DATA ROWS |
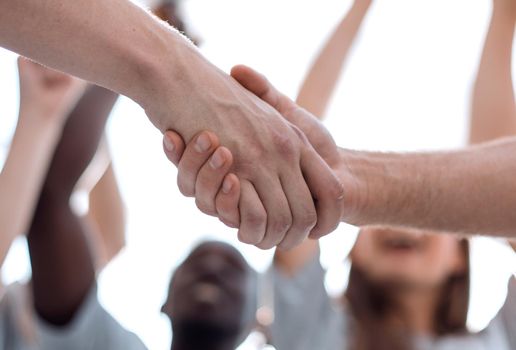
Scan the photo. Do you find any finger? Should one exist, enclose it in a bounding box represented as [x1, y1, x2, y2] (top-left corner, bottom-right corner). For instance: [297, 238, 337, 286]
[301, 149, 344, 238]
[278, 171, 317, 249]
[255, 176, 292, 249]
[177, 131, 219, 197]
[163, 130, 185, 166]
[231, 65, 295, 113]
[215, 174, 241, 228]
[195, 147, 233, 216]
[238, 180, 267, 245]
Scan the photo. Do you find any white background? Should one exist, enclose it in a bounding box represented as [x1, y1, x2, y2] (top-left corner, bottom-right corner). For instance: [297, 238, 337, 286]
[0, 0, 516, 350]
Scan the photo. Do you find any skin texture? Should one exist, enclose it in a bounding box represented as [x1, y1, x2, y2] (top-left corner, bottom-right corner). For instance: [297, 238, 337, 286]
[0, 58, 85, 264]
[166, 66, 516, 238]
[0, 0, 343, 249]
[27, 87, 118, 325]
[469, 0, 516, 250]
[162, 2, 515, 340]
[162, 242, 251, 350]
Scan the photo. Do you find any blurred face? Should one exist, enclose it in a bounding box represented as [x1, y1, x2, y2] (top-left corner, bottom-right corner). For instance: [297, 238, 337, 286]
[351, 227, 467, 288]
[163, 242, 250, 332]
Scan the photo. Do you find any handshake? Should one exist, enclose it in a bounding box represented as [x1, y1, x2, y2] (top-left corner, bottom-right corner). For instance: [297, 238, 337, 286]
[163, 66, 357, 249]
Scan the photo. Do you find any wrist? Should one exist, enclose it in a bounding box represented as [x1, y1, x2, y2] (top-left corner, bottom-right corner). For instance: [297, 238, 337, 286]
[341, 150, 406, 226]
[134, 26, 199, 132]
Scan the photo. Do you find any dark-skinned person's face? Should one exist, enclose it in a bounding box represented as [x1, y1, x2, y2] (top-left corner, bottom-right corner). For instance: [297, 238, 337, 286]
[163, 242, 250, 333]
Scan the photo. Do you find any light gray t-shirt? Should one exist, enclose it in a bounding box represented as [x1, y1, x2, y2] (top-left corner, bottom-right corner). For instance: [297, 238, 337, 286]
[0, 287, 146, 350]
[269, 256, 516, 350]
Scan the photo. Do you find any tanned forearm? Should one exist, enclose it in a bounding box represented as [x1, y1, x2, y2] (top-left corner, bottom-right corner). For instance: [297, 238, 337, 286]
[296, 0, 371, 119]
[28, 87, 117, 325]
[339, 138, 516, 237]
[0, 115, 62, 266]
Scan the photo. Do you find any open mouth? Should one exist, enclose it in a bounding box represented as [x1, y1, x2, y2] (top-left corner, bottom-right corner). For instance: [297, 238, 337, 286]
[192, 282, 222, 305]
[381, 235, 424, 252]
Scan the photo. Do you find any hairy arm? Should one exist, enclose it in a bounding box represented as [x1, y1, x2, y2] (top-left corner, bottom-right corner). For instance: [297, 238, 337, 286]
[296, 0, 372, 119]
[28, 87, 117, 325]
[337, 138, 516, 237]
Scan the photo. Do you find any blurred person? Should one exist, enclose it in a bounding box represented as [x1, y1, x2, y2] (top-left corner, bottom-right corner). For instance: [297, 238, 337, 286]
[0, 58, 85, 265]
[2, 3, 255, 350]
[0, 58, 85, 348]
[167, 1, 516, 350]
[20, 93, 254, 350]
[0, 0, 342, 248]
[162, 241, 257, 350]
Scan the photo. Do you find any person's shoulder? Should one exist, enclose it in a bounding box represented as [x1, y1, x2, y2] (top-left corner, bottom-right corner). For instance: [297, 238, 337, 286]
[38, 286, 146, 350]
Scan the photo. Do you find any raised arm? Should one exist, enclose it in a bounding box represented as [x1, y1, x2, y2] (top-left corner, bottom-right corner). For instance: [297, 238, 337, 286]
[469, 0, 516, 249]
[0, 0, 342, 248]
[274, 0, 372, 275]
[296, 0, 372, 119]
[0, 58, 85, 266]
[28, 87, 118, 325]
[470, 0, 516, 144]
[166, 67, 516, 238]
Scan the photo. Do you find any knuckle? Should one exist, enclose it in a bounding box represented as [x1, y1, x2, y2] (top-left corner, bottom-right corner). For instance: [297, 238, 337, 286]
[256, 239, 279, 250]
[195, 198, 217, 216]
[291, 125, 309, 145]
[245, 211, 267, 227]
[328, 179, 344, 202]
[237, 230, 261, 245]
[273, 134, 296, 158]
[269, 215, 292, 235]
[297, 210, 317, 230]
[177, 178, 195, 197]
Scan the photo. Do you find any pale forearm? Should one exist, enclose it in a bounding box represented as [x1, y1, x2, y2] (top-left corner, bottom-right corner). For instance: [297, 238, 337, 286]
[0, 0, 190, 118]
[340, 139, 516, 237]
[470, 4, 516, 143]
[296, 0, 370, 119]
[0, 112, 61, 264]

* * *

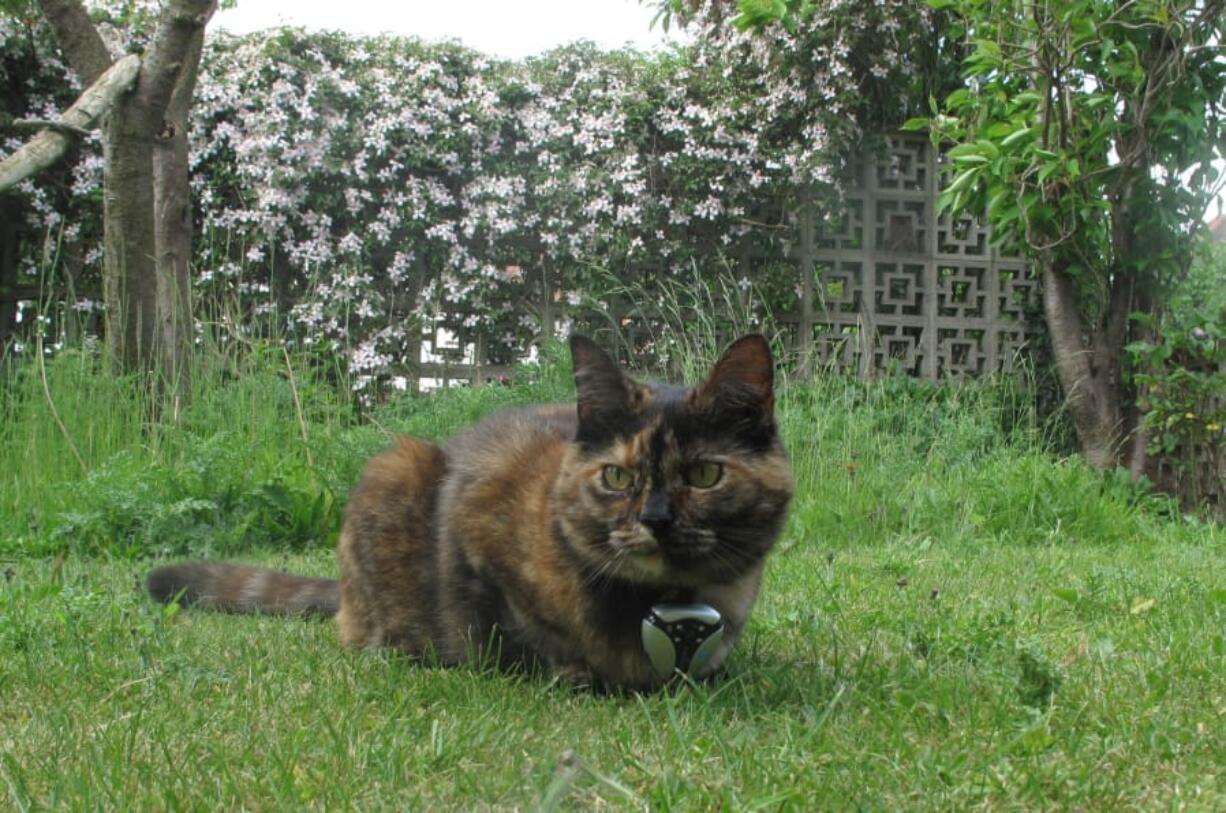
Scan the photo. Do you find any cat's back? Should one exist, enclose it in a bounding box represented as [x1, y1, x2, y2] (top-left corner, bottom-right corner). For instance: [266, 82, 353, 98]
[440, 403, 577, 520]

THE EXERCISE | Pull out every line of the entries that contains the word "face", matching case exactly.

SOLUTION |
Scan the photo. Do you find any blurred face? Should one exist, enclose it in a bounding box represented as [x1, y1, x2, y2] (top-left corner, bottom-right corner). For instance: [297, 238, 337, 286]
Scan the photo. Do you find any dark-skinned person's face? Should one exist, enclose it in a bounding box represented as [x1, y1, x2, y2] (top-left corner, bottom-right corner). For instance: [297, 238, 337, 286]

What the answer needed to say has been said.